• **Requirement**: Among the entries below, please repeat exactly and only the lines from the line containing "Target: water reflection" to the line containing "[point] concrete base", both lines included.

• **Input data**:
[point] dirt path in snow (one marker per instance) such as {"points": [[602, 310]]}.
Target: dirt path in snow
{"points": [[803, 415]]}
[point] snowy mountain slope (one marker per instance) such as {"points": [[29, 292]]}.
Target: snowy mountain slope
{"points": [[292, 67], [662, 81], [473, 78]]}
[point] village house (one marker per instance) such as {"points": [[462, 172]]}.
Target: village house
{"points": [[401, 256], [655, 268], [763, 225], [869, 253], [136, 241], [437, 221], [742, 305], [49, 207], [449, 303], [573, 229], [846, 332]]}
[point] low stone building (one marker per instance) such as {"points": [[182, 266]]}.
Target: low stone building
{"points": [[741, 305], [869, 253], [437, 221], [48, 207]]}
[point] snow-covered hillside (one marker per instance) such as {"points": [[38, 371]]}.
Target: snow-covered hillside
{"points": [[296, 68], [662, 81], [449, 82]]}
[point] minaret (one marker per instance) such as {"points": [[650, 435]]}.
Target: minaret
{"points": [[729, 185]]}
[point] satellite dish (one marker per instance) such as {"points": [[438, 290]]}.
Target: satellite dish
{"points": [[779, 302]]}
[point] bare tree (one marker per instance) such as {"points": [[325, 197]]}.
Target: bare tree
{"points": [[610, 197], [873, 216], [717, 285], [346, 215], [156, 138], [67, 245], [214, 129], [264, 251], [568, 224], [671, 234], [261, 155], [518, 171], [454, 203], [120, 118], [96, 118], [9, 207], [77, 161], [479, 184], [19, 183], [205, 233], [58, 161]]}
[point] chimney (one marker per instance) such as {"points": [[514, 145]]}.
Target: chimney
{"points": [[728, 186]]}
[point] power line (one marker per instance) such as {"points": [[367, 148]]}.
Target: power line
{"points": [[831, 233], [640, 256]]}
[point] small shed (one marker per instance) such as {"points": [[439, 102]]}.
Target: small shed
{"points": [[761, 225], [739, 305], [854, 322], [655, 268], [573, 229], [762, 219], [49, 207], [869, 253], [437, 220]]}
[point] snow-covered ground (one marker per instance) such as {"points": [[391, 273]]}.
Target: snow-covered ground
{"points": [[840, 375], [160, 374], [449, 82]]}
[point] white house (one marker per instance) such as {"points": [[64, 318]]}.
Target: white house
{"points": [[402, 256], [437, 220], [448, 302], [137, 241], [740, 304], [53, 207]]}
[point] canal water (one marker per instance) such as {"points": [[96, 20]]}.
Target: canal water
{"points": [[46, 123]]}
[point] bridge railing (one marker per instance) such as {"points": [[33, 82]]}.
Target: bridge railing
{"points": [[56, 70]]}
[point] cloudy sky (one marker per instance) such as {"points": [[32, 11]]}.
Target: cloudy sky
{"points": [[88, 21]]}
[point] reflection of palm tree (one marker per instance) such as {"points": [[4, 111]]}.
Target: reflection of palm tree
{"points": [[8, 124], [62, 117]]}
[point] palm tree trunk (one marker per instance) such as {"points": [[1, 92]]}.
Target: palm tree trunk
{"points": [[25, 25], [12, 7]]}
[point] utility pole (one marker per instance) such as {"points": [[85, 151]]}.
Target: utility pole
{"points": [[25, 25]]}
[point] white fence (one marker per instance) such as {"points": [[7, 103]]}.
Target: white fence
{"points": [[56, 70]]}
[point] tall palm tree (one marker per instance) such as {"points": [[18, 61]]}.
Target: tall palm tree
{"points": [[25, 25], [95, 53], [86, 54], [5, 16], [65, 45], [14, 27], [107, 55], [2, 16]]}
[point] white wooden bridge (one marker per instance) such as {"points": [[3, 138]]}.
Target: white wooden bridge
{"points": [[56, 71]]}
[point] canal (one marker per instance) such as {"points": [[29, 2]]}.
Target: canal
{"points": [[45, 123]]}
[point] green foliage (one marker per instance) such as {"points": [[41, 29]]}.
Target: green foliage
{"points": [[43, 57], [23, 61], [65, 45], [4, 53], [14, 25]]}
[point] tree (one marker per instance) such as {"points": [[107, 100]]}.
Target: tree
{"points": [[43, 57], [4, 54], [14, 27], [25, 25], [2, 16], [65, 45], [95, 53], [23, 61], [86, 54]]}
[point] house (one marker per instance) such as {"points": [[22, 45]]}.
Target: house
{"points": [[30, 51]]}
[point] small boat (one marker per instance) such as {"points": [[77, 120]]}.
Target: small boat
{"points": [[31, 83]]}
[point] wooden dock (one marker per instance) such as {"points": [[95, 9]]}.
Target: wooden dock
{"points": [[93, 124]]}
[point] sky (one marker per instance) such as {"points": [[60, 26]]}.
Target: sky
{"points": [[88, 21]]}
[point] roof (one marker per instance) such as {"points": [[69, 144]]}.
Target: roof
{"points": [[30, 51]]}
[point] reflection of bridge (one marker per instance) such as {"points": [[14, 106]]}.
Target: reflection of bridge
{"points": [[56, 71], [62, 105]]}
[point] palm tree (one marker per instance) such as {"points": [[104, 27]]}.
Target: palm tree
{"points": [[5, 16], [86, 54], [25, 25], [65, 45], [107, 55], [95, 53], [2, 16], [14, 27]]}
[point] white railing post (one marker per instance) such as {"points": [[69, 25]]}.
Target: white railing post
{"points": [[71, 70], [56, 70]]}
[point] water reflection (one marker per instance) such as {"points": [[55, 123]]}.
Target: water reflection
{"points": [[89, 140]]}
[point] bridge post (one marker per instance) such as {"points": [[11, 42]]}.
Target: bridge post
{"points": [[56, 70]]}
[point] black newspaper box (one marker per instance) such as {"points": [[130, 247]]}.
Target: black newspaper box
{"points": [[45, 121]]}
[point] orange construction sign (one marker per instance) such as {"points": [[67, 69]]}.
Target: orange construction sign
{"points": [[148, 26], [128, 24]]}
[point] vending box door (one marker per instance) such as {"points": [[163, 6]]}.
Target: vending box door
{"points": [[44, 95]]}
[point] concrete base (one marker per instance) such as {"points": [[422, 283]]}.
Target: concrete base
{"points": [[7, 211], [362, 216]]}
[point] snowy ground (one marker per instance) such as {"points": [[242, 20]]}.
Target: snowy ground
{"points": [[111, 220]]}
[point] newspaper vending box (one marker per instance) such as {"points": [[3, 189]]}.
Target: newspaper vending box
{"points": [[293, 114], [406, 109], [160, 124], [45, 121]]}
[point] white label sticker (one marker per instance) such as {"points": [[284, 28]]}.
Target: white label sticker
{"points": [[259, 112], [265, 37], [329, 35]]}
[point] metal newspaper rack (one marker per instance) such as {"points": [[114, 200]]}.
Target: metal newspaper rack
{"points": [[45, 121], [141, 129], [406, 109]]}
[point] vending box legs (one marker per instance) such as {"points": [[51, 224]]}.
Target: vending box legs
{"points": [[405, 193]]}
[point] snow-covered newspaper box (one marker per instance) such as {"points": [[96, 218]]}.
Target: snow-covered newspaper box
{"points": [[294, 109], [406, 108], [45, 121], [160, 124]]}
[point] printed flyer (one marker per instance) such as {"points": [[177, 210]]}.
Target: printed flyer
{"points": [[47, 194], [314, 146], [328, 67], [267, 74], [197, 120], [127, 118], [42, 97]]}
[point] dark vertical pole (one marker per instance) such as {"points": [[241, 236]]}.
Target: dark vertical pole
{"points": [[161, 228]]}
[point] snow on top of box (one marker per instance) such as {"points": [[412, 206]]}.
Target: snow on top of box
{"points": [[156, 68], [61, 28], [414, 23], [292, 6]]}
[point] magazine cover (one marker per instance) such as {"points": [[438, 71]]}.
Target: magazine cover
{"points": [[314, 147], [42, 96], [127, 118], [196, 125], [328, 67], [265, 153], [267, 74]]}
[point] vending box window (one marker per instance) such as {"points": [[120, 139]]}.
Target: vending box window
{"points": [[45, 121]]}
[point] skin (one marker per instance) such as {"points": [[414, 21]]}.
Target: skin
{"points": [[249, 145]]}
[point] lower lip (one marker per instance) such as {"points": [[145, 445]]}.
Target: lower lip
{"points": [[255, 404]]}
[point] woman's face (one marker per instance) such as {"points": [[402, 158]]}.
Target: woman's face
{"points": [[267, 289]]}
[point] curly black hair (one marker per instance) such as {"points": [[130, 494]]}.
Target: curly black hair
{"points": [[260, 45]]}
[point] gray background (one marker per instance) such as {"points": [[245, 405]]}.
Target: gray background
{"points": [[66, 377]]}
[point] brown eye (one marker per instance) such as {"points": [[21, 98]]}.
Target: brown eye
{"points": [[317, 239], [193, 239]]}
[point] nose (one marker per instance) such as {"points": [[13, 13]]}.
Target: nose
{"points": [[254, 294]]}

---

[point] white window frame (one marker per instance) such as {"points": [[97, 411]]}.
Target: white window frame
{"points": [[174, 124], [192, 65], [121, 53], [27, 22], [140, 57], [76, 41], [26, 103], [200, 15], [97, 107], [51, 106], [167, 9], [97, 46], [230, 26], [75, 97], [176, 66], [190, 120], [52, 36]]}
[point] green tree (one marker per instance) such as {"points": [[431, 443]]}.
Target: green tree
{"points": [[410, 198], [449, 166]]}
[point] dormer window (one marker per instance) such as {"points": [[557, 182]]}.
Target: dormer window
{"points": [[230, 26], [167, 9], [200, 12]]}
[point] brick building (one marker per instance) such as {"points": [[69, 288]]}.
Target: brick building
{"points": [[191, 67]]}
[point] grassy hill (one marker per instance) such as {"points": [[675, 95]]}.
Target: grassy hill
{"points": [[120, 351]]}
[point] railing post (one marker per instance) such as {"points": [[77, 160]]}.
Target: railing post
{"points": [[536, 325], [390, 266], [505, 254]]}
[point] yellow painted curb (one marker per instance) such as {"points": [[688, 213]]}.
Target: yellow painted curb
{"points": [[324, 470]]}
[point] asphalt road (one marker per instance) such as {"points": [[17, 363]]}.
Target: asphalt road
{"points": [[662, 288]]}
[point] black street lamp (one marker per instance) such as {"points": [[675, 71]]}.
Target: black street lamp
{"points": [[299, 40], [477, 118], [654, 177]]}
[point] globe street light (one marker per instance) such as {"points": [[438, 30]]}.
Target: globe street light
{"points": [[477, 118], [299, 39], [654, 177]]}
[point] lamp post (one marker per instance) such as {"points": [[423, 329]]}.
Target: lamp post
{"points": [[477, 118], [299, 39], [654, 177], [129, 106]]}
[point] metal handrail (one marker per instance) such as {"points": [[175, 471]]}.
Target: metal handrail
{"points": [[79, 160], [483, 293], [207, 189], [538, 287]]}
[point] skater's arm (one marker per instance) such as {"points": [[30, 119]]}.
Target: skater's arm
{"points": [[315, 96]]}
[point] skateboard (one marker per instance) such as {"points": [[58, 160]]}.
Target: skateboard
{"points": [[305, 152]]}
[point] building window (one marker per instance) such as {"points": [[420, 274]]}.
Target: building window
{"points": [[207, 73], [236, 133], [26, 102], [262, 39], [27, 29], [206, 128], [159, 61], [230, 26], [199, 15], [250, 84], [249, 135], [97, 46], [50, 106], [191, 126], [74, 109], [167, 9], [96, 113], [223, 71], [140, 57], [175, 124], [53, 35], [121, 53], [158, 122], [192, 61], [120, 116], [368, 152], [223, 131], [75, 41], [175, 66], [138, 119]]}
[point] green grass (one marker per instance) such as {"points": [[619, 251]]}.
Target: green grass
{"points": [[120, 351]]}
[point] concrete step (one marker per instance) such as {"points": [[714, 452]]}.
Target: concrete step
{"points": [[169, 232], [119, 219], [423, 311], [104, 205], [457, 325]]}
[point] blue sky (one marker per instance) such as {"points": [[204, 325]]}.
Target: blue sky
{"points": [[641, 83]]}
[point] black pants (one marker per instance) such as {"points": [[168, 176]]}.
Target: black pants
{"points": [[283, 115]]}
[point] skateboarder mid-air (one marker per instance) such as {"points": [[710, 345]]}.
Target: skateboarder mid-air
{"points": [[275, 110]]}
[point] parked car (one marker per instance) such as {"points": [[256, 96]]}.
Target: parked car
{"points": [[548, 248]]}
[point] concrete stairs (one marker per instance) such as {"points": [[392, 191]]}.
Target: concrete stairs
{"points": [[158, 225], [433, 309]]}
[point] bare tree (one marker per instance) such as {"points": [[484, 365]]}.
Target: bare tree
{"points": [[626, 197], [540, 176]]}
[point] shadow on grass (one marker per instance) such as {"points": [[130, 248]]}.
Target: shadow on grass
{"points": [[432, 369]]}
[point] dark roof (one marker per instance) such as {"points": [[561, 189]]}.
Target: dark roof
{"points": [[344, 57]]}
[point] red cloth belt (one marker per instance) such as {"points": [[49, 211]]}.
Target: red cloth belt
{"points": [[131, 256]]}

• **Output below**:
Target: water reflection
{"points": [[89, 140]]}
[point] bridge post (one marker per instance) such as {"points": [[11, 42]]}.
Target: bridge post
{"points": [[56, 70]]}
[point] black newspaper box (one marker per instance) such as {"points": [[130, 247]]}.
Target: black newspaper box
{"points": [[45, 121]]}
[point] orange construction sign (one marker per instance) such as {"points": [[67, 69]]}.
Target: orange construction sign
{"points": [[148, 26], [128, 24]]}
[point] vending box door (one marker per instance) such as {"points": [[163, 6]]}.
Target: vending box door
{"points": [[44, 95]]}
[point] concrete base (one marker per instance) such as {"points": [[422, 283]]}.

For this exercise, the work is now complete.